_Text section_:
start
The thread going into the head is M8 with a course thread, 1.25 pitch. The external thread through the headers is M7 and a fine thread. Something like 1.00 pitch. Although one source mentioned .8 pitch.
I'd like to use something corrosion resistant, stainless or titanium. But would like to replicate the stock setup.
A
M7 Coarse is 1.0 Pitch
M7 Fine is 0.75 Pitch

B
Now it gets really interesting.
Do you want thread tolerance class 6g or 4g6h?
You can get both in either of the M7 Pitches.
(my guess is that the same holds for the M8 1.25)
6g means the same tolerance applies for the Major (nominal) Diameter, and the Pitch Diameter.
The Pitch Diameter is between the OD and the Thread Root.
6g allows for plating.
4g tolerance of the Pitch Diameter means a tighter toleranced threading indicative of a more specialized and critical application.
end
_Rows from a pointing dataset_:
start
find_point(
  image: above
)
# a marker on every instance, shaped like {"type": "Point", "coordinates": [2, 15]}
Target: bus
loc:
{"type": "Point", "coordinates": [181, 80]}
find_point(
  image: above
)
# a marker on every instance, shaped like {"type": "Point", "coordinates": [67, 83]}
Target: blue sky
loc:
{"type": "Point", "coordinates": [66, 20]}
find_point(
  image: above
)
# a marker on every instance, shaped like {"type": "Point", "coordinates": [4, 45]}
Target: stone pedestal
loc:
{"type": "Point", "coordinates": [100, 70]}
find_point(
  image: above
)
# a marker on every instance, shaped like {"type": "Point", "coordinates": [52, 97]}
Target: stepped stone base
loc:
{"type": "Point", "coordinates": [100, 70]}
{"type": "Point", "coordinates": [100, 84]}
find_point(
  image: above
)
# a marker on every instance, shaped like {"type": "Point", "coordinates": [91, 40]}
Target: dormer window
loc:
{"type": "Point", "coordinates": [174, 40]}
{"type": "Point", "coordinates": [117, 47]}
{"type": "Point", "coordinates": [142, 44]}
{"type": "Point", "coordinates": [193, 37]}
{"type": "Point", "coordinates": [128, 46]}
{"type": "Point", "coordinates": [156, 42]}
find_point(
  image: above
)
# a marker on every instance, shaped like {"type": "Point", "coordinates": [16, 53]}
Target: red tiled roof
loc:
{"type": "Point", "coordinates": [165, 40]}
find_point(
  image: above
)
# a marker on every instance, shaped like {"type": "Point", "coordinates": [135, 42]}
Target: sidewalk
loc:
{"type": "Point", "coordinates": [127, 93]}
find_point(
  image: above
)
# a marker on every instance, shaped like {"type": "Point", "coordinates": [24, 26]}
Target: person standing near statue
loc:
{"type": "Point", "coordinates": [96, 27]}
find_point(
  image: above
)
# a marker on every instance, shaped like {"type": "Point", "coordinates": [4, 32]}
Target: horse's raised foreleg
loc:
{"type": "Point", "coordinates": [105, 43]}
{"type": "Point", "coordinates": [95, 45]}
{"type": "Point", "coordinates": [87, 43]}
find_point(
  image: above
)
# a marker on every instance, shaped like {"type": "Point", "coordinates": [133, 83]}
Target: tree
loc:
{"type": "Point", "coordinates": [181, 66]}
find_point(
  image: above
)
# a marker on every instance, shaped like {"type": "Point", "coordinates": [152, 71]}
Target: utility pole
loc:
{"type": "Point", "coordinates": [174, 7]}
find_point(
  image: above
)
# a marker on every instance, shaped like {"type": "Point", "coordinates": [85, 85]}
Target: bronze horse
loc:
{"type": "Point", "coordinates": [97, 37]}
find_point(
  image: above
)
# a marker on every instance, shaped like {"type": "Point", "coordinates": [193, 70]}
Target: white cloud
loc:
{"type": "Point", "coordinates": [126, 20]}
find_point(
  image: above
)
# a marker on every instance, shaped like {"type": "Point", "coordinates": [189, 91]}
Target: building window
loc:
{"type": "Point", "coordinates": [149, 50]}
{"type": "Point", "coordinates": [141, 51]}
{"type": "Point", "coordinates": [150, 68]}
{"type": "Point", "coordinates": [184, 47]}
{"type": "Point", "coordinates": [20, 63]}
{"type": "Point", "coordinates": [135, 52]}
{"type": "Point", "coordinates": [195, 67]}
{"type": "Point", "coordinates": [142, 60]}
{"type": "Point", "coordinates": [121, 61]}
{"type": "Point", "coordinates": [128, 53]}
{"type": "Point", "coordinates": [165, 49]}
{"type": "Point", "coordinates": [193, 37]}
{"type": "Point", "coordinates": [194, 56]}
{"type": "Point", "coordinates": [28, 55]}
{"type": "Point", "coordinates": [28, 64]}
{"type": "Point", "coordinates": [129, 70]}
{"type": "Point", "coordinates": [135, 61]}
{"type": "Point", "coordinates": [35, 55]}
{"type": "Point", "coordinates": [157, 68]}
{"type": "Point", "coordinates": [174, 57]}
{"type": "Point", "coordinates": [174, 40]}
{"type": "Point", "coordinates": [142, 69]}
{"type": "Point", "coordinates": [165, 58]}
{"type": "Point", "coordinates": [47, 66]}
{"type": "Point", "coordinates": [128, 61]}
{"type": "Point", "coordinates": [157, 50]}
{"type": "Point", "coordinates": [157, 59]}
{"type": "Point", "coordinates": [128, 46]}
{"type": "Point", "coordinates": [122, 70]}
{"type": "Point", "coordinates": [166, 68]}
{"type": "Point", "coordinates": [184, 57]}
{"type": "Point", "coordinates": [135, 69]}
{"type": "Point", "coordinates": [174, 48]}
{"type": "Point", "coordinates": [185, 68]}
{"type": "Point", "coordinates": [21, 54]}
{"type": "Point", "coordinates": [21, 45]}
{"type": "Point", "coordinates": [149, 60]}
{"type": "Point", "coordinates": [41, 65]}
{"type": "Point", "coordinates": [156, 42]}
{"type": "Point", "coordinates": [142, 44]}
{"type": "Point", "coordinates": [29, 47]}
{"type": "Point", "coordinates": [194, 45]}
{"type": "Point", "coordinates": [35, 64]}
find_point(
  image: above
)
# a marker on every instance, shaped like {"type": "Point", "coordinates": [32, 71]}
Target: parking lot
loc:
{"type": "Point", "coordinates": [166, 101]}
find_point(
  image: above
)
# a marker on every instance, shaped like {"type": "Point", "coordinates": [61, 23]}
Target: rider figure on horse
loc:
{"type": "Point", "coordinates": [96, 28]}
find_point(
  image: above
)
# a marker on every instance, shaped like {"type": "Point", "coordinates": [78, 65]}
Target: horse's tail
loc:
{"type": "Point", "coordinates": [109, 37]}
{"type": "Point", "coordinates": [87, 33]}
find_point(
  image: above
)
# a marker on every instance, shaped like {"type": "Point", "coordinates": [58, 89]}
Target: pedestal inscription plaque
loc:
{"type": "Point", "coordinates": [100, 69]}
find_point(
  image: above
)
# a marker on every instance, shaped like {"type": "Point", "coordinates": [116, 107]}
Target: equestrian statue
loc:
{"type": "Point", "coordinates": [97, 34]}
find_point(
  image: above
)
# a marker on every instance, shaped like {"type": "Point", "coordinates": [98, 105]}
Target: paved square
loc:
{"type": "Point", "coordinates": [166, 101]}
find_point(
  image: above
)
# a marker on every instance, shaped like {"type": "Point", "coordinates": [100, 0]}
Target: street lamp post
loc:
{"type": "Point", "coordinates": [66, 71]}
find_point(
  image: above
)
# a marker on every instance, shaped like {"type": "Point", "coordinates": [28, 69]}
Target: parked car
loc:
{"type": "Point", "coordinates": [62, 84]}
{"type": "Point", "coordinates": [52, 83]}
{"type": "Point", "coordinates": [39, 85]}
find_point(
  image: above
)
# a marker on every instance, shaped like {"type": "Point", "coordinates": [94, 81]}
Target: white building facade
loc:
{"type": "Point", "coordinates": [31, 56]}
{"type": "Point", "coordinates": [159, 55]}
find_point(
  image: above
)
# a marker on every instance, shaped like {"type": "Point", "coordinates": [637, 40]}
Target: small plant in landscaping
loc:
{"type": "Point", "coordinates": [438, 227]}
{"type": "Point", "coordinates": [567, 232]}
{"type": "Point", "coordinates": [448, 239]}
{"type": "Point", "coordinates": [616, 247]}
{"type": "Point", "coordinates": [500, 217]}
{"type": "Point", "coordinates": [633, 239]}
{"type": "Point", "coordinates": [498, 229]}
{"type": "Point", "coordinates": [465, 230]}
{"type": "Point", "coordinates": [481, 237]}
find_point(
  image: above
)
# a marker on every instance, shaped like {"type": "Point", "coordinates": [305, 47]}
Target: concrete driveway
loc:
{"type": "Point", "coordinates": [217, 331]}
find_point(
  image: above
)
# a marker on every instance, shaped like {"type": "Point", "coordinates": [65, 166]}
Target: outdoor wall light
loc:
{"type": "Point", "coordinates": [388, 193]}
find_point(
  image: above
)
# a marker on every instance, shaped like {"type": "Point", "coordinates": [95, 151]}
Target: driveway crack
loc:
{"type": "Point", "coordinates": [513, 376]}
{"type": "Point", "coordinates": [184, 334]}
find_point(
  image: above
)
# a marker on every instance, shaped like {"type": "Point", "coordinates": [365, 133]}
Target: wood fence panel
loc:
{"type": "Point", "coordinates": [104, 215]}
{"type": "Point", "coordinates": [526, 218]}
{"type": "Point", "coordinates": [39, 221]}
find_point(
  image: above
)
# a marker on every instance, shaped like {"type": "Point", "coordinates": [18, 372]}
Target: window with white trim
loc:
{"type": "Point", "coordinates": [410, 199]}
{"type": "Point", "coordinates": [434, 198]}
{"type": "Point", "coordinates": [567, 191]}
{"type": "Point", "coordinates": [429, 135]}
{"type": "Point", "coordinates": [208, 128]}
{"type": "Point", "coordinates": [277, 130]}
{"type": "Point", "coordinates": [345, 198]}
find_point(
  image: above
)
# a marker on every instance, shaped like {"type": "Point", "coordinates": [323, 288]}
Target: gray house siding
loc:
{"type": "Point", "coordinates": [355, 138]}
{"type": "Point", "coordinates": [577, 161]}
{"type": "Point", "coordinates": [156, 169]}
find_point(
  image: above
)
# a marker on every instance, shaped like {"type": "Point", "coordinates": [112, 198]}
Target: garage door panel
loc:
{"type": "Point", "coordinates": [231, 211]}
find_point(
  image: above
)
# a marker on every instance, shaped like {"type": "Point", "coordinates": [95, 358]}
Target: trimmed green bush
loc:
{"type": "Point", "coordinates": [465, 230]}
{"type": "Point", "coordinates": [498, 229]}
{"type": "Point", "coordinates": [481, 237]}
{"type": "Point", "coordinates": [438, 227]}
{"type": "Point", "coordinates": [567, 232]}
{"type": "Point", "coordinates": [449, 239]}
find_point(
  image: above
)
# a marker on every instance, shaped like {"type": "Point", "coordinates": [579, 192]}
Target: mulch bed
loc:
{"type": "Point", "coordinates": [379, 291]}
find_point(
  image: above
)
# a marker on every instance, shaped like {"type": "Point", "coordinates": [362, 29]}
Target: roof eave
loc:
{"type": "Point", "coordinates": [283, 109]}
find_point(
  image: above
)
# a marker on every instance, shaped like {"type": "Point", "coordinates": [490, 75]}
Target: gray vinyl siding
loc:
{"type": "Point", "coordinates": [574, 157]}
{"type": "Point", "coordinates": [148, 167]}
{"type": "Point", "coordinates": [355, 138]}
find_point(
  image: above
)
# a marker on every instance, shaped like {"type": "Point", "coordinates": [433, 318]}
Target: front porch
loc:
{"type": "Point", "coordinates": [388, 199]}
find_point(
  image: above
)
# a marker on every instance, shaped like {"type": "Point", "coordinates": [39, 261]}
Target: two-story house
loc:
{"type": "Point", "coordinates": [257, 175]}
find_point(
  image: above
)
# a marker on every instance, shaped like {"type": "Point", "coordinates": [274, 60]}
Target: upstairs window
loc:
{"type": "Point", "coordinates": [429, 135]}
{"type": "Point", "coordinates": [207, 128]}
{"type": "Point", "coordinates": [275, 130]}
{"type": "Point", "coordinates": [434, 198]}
end
_Required tasks_:
1. In the header thread text, what pitch is given for M7 fine thread?
2. Summarize the header thread text in two sentences.
3. Carry the header thread text forward past its final sentence.
The records have nothing to do with the header thread text.

_Replies_:
1. 0.75 pitch.

2. The thread into the head is described as M8 coarse at 1.25 pitch and the thread through the headers as M7 fine, and the goal is a corrosion-resistant stainless or titanium part that replicates the stock setup. The response gives M7 coarse as 1.0 pitch and M7 fine as 0.75 pitch, then explains that tolerance class 6g allows for plating while a 4g pitch diameter tolerance indicates tighter threading for more specialized, critical applications.

3.
I have a feeling you will have a practical challenge finding multi thread size studs for a price you won't suck wind when you hear the price, maybe due to a minimum charge from a fastener supply house.

My guess is that the OEM stud is simple 6g tolerance at both ends.

As for Titanium Fasteners, as a rule they should not be used where anything over Grade 8.8 (roughly same as SAE Grade 5) has been applied.

High temperature anti-seize compound may be an easier route.

I think my interest in fastening started when I converted the cam tower bolts in my '73 SOHC CB750 over to SAE Grade 8 1/4-20 allen head cap screws. Then torqued the bolts to the bolt spec, totally oblivious to the fact that the cast aluminum cylinder head would be able to retain the necessary Helicoil inserts due to the bolt torque level. A rather sickening education that one was!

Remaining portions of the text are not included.